* **PROBLEMS TO SOLVE**:
a. In the VAE training excerpt, what token id stands for <SOS>?
b. Reproduce a passage of the VAE training excerpt word for word, beginning at the words "Define loss function" and stopping after "mu.pow(2) - logvar.exp())".

## begin EXTRACT

Define loss function

Screenshot 2025-03-15 at 10.48.05 PM.png
[22]:
def vae_loss_function(recon_x, x, mu, logvar, alpha_KDL=1.0e-05):
    """Return cross entropy loss (reconstruction) and KL divergence"""
    CE = nn.CrossEntropyLoss()(recon_x, x)
    KLD = -0.5 * torch.mean(1 + logvar - mu.pow(2) - logvar.exp())
    return CE, alpha_KDL*KLD

Training and validation functions

Pay attention to the tokens to compare:

For example: the input token ids of c1cccs1 is [ 2, 16, 39, 16, 16, 16, 19, 39,  3], where 2 is the id of <SOS> and 3 is the id of <EOS>.

The ideal prediction should be [16, 39, 16, 16, 16, 19, 39,  3, x]. Here x denotes whatever token after the <EOS> token. For this input of length=\(9\), we only match tokens \(8\) times by comparing [2, 16, 39, 16, 16, 16, 19, 39] to [16, 39, 16, 16, 16, 19, 39,  3].

[23]:
def train_one_epoch(model, criterion, optimizer, dataloader, clip):
    model.train()
    train_loss = []
    for x in dataloader:
        x = x.to(device)
        optimizer.zero_grad()
        output, mu, logvar = model(x)

        pred = output[:, :-1, :]
        pred = pred.reshape(-1, pred.shape[-1]) # (B*(len-1), vocab_size), unormalized logits
        truth = x[:, 1:]
        truth = truth.reshape(-1) # (B*(len-1), ), labels

        ce, kld = criterion(pred, truth, mu, logvar) # we want to keep track of two losses separately
        loss = ce + kld
        loss.backward()

## end EXTRACT
## begin SUPPLIED MATERIAL

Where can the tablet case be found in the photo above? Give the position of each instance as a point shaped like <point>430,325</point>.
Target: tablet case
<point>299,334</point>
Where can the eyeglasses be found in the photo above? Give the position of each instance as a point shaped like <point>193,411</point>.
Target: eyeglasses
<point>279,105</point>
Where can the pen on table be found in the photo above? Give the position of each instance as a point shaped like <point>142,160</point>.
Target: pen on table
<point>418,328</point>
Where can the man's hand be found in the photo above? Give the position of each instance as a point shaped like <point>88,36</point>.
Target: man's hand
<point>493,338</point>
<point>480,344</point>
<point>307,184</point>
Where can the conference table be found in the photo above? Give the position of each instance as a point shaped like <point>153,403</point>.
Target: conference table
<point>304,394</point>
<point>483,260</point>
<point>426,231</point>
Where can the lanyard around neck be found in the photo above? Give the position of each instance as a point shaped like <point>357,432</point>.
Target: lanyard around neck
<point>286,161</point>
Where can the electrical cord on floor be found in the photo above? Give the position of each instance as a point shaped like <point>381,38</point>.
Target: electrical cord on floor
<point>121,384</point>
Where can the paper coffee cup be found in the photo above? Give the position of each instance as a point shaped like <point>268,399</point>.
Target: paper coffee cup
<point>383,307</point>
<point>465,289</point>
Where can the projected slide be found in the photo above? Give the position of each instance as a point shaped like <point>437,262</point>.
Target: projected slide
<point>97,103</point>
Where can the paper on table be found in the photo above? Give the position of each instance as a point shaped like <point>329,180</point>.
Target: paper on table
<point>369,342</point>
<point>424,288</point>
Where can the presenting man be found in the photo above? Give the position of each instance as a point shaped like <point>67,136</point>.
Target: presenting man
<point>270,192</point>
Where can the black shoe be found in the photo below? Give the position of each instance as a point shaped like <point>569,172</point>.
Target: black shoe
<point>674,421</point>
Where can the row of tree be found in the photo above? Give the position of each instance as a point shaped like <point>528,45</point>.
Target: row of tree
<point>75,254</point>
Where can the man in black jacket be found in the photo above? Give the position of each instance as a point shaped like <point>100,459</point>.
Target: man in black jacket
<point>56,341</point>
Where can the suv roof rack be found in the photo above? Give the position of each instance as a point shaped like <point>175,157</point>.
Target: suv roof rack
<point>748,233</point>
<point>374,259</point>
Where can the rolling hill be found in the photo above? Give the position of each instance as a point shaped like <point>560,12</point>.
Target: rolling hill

## end SUPPLIED MATERIAL

* **WRITTEN RESPONSES**:
a. 2

b.
Define loss function

Screenshot 2025-03-15 at 10.48.05 PM.png
[22]:
def vae_loss_function(recon_x, x, mu, logvar, alpha_KDL=1.0e-05):
    """Return cross entropy loss (reconstruction) and KL divergence"""
    CE = nn.CrossEntropyLoss()(recon_x, x)
    KLD = -0.5 * torch.mean(1 + logvar - mu.pow(2) - logvar.exp())